**Provided entries:**
--------------------
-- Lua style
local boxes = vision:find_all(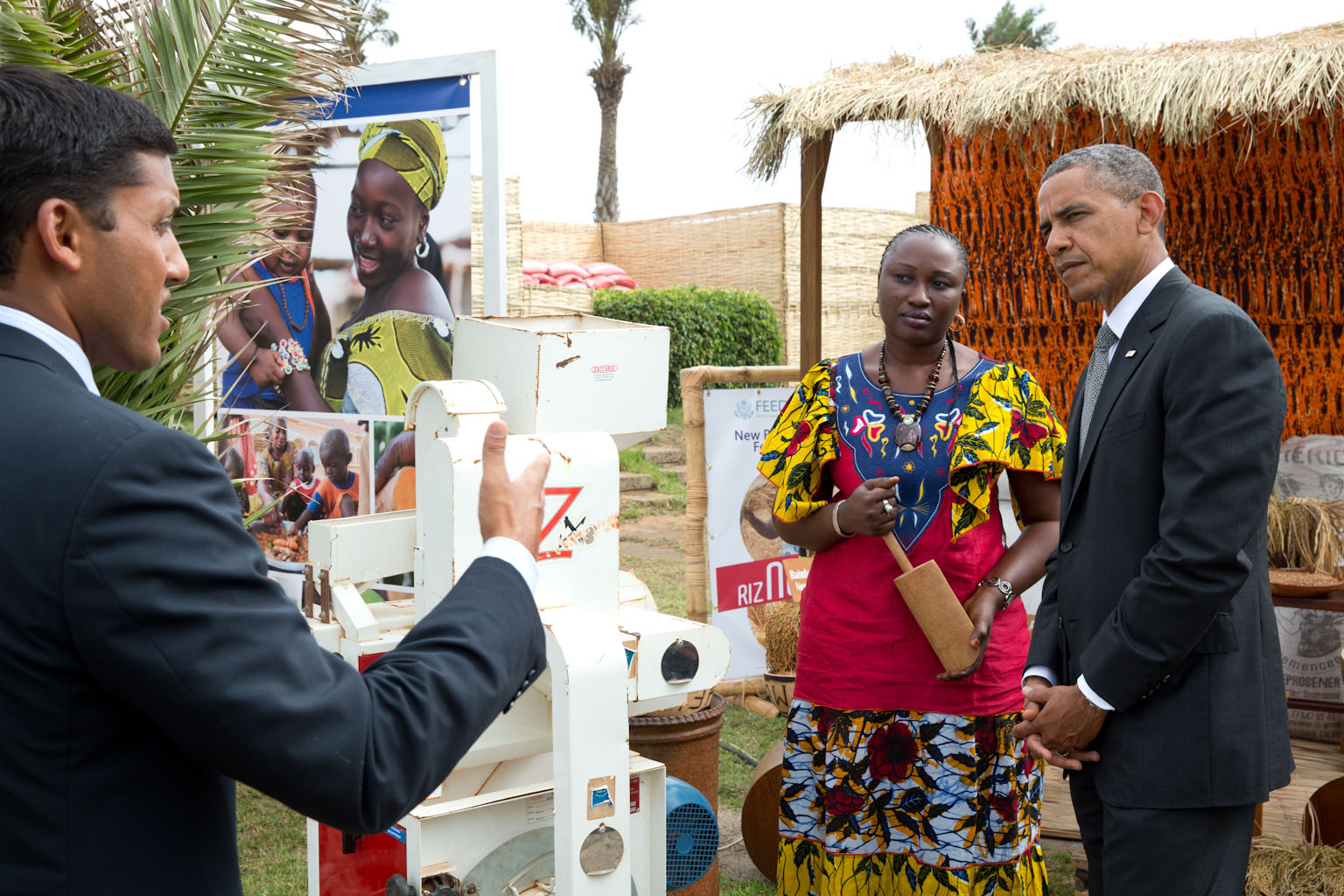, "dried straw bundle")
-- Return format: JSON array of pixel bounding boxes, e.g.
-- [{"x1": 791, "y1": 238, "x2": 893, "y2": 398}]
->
[
  {"x1": 1267, "y1": 494, "x2": 1344, "y2": 575},
  {"x1": 1246, "y1": 838, "x2": 1344, "y2": 896},
  {"x1": 746, "y1": 23, "x2": 1344, "y2": 178},
  {"x1": 765, "y1": 600, "x2": 800, "y2": 675}
]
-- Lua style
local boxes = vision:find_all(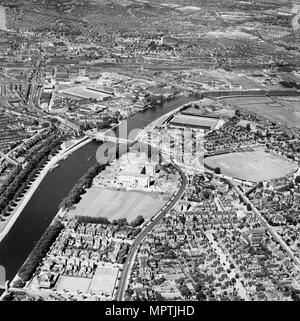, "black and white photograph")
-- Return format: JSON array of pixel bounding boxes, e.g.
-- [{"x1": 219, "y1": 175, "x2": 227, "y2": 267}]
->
[{"x1": 0, "y1": 0, "x2": 300, "y2": 312}]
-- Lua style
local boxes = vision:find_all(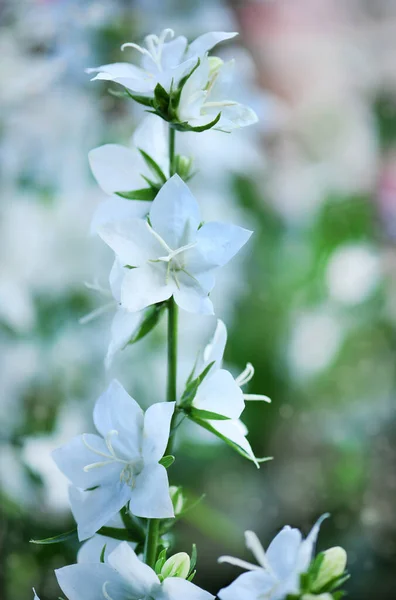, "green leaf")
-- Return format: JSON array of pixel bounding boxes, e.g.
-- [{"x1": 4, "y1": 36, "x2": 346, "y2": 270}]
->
[
  {"x1": 100, "y1": 544, "x2": 107, "y2": 562},
  {"x1": 154, "y1": 548, "x2": 166, "y2": 575},
  {"x1": 108, "y1": 88, "x2": 153, "y2": 106},
  {"x1": 128, "y1": 303, "x2": 166, "y2": 344},
  {"x1": 158, "y1": 454, "x2": 175, "y2": 469},
  {"x1": 115, "y1": 188, "x2": 157, "y2": 202},
  {"x1": 30, "y1": 529, "x2": 77, "y2": 546},
  {"x1": 138, "y1": 148, "x2": 166, "y2": 183},
  {"x1": 189, "y1": 408, "x2": 230, "y2": 421}
]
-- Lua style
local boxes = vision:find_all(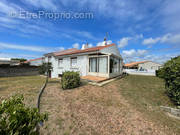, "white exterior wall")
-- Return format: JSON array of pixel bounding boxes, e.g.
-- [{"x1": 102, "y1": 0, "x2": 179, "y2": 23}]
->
[
  {"x1": 138, "y1": 61, "x2": 162, "y2": 71},
  {"x1": 29, "y1": 59, "x2": 43, "y2": 66},
  {"x1": 100, "y1": 45, "x2": 121, "y2": 57},
  {"x1": 51, "y1": 55, "x2": 88, "y2": 78}
]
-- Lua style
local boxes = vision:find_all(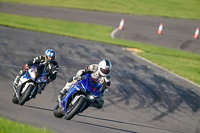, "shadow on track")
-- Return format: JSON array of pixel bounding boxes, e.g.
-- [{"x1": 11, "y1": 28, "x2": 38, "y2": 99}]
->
[
  {"x1": 76, "y1": 114, "x2": 182, "y2": 133},
  {"x1": 108, "y1": 59, "x2": 200, "y2": 120},
  {"x1": 24, "y1": 105, "x2": 53, "y2": 112}
]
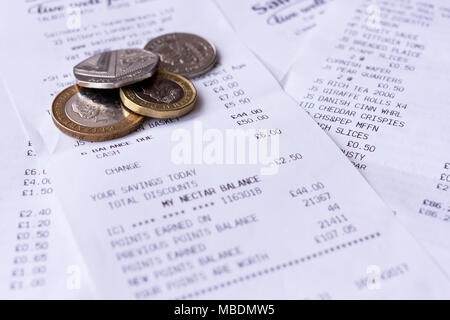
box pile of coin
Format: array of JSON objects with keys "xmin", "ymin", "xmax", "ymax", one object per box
[{"xmin": 52, "ymin": 33, "xmax": 217, "ymax": 141}]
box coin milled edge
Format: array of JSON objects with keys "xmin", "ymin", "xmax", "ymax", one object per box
[
  {"xmin": 120, "ymin": 70, "xmax": 197, "ymax": 119},
  {"xmin": 51, "ymin": 85, "xmax": 145, "ymax": 142}
]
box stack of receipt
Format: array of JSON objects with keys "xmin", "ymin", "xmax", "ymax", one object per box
[{"xmin": 0, "ymin": 0, "xmax": 450, "ymax": 299}]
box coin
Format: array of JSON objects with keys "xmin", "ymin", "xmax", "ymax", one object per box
[
  {"xmin": 145, "ymin": 33, "xmax": 217, "ymax": 78},
  {"xmin": 120, "ymin": 70, "xmax": 197, "ymax": 119},
  {"xmin": 73, "ymin": 49, "xmax": 159, "ymax": 89},
  {"xmin": 52, "ymin": 85, "xmax": 145, "ymax": 141}
]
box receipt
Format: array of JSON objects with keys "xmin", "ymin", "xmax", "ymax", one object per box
[
  {"xmin": 215, "ymin": 0, "xmax": 332, "ymax": 81},
  {"xmin": 2, "ymin": 0, "xmax": 450, "ymax": 299},
  {"xmin": 285, "ymin": 1, "xmax": 450, "ymax": 260},
  {"xmin": 0, "ymin": 87, "xmax": 93, "ymax": 299}
]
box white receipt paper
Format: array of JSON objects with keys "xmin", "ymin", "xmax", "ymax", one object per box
[
  {"xmin": 215, "ymin": 0, "xmax": 332, "ymax": 81},
  {"xmin": 2, "ymin": 0, "xmax": 450, "ymax": 299}
]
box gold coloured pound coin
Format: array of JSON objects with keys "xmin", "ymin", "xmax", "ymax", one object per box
[
  {"xmin": 52, "ymin": 85, "xmax": 145, "ymax": 141},
  {"xmin": 120, "ymin": 70, "xmax": 197, "ymax": 119}
]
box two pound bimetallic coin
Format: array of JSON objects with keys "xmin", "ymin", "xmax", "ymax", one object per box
[
  {"xmin": 120, "ymin": 70, "xmax": 197, "ymax": 119},
  {"xmin": 52, "ymin": 85, "xmax": 145, "ymax": 141},
  {"xmin": 145, "ymin": 33, "xmax": 217, "ymax": 78},
  {"xmin": 73, "ymin": 49, "xmax": 159, "ymax": 89}
]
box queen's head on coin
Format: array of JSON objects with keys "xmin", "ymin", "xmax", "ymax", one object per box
[{"xmin": 65, "ymin": 88, "xmax": 126, "ymax": 127}]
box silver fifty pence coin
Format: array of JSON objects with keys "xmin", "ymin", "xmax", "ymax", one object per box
[
  {"xmin": 73, "ymin": 49, "xmax": 160, "ymax": 89},
  {"xmin": 145, "ymin": 33, "xmax": 217, "ymax": 78}
]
--------------------
**To do:** Copy everything from the line containing "box gold coloured pound coin" down to the end of the entries, swapping "coin" for "token" wherever it occurs and changing nothing else.

**Written solution:**
box gold coloured pound token
Format: array of JSON objects with keys "xmin", "ymin", "xmax", "ymax", one object per box
[
  {"xmin": 52, "ymin": 85, "xmax": 145, "ymax": 141},
  {"xmin": 120, "ymin": 70, "xmax": 197, "ymax": 119}
]
box two pound bimetallic token
Format: array of JSON objects with keys "xmin", "ymin", "xmax", "ymax", one object per box
[
  {"xmin": 120, "ymin": 70, "xmax": 197, "ymax": 119},
  {"xmin": 52, "ymin": 85, "xmax": 145, "ymax": 141},
  {"xmin": 145, "ymin": 33, "xmax": 217, "ymax": 78},
  {"xmin": 73, "ymin": 49, "xmax": 159, "ymax": 89}
]
box queen's head on token
Format: array of JSON objects with keys "xmin", "ymin", "xmax", "ymax", one object per box
[{"xmin": 65, "ymin": 88, "xmax": 126, "ymax": 127}]
box silver fifty pence token
Format: array of JSON objects with keys "xmin", "ymin", "xmax", "ymax", one object per box
[
  {"xmin": 73, "ymin": 49, "xmax": 160, "ymax": 89},
  {"xmin": 145, "ymin": 33, "xmax": 217, "ymax": 78}
]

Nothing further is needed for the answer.